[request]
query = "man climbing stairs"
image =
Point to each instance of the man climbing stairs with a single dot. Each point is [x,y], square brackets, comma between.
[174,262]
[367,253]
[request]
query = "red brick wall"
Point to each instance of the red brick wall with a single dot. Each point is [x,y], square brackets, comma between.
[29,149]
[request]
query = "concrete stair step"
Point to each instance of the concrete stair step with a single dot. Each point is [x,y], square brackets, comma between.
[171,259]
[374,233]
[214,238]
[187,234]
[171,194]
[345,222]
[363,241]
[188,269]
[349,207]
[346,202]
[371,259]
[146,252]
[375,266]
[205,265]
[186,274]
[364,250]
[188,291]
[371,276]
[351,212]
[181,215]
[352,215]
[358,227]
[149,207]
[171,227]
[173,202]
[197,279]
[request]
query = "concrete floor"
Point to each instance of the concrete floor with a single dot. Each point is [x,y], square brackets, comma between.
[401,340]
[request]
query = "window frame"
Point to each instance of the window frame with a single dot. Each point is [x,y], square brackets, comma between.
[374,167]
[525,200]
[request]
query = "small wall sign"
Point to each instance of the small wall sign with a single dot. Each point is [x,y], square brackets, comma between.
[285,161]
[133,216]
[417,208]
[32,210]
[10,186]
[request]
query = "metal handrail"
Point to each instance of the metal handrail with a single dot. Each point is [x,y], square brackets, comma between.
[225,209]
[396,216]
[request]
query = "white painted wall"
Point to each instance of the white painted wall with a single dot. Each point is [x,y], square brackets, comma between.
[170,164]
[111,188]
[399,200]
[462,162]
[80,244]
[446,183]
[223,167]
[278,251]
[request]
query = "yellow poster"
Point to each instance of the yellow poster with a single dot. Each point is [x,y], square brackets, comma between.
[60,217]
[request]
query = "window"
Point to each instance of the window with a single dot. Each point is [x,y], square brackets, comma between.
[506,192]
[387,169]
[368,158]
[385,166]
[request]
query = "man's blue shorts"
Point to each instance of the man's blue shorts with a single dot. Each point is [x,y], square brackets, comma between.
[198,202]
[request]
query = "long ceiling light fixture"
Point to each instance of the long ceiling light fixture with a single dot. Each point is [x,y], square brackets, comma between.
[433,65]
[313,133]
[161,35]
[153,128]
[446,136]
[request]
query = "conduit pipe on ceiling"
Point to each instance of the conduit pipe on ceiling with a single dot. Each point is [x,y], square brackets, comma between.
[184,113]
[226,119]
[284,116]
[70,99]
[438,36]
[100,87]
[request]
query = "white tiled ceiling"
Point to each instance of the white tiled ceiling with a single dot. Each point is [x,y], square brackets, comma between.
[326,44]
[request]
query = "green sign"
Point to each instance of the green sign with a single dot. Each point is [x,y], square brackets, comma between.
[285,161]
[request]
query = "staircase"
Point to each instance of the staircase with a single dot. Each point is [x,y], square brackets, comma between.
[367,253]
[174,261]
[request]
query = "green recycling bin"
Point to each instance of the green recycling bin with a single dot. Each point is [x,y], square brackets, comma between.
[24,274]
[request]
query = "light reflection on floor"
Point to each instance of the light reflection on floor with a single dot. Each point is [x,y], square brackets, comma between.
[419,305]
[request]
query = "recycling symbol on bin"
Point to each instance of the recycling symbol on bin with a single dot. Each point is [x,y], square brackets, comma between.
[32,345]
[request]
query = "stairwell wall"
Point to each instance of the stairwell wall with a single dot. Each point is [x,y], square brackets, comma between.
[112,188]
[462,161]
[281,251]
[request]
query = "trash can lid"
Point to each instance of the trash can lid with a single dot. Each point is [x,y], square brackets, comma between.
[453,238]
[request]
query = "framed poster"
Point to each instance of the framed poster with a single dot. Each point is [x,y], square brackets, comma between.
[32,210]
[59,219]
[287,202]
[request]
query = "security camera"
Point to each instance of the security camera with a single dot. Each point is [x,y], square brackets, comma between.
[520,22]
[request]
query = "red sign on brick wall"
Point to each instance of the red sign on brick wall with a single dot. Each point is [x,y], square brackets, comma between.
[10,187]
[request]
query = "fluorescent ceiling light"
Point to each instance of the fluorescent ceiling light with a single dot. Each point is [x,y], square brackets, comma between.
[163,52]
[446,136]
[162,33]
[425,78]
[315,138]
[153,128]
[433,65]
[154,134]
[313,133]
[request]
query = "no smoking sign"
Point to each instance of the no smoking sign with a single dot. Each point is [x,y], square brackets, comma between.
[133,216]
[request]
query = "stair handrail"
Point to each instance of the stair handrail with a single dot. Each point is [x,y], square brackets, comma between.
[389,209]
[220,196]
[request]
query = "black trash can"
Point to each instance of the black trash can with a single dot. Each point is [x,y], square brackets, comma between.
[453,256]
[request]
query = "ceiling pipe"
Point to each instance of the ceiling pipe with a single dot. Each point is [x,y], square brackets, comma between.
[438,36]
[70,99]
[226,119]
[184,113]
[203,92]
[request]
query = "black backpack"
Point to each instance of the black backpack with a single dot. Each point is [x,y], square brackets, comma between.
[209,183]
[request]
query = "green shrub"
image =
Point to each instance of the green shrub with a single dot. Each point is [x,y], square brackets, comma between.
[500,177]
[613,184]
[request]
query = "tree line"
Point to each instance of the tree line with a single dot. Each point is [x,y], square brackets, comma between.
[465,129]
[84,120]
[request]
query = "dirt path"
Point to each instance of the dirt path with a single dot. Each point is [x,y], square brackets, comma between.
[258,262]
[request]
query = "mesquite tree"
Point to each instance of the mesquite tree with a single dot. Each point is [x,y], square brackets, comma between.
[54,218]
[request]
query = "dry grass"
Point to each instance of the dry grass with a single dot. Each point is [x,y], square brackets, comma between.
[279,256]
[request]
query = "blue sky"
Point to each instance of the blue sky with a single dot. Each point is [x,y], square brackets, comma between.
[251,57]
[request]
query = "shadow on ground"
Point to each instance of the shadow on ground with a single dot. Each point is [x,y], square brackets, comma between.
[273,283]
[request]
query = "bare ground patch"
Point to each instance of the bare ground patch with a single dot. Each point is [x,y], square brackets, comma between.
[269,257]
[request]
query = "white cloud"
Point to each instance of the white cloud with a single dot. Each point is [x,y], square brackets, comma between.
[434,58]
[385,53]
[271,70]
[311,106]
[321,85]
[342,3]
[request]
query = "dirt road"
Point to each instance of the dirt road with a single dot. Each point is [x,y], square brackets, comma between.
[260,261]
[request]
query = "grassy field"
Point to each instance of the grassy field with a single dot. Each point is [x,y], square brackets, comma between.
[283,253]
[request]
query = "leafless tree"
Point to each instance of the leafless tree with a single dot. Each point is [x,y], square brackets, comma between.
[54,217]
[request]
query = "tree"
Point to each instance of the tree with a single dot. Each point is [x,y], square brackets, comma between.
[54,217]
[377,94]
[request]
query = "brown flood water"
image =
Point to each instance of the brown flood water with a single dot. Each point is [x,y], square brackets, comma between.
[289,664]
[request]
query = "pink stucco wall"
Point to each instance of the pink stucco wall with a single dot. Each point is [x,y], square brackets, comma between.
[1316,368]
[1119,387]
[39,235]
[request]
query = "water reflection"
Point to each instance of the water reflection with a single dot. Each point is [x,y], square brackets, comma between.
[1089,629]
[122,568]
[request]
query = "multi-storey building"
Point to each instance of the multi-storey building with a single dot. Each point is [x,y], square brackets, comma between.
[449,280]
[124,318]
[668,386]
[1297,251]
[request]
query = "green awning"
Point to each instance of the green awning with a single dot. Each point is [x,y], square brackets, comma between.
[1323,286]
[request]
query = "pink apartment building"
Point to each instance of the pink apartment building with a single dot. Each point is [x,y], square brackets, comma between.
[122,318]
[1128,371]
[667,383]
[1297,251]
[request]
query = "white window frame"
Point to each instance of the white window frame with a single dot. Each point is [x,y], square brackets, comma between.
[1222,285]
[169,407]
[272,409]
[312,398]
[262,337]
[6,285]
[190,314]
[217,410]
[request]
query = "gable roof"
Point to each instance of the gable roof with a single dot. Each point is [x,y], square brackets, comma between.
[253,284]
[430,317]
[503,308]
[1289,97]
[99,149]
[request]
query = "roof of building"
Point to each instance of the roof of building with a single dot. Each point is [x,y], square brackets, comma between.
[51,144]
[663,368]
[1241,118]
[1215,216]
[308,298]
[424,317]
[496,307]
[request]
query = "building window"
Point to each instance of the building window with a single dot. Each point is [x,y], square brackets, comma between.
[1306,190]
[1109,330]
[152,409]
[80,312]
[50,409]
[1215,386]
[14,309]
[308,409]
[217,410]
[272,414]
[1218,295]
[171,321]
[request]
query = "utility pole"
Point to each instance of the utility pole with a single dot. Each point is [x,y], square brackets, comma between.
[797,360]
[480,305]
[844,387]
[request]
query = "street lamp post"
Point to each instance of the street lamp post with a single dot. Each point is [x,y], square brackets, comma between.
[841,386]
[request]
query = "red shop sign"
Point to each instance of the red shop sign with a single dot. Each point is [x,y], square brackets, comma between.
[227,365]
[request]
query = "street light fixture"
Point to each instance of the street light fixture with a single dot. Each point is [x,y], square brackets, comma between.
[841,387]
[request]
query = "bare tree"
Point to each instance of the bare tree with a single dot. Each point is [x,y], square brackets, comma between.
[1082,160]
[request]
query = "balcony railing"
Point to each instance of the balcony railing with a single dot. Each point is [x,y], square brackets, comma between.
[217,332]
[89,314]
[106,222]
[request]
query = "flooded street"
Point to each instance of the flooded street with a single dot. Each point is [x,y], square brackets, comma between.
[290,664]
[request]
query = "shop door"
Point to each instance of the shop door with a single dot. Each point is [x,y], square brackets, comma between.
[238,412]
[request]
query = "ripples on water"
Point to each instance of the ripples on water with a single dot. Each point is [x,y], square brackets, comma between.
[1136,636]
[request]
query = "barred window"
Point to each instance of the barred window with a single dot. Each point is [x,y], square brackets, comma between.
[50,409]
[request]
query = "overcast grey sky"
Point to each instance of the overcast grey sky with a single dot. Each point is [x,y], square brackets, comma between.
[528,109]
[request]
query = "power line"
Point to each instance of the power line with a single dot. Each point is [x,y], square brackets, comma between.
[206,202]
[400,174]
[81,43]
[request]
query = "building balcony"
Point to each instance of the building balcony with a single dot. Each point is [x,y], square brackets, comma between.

━━━━━━━━━━

■ EXERCISE DIRECTIONS
How many lines of the material above contain the string "field", counting case exactly? Reply with the number alone.

■ RESULT FOR THIS TASK
2